=== Material shown ===

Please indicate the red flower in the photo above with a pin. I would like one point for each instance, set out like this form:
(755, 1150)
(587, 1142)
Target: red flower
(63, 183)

===

What needs to be done:
Output each entry exactly as written, leaving none out.

Response to the task:
Please indicate the red flower in the photo above with a pin. I would like one point for each instance, set out like this form:
(755, 1150)
(587, 1142)
Target: red flower
(63, 183)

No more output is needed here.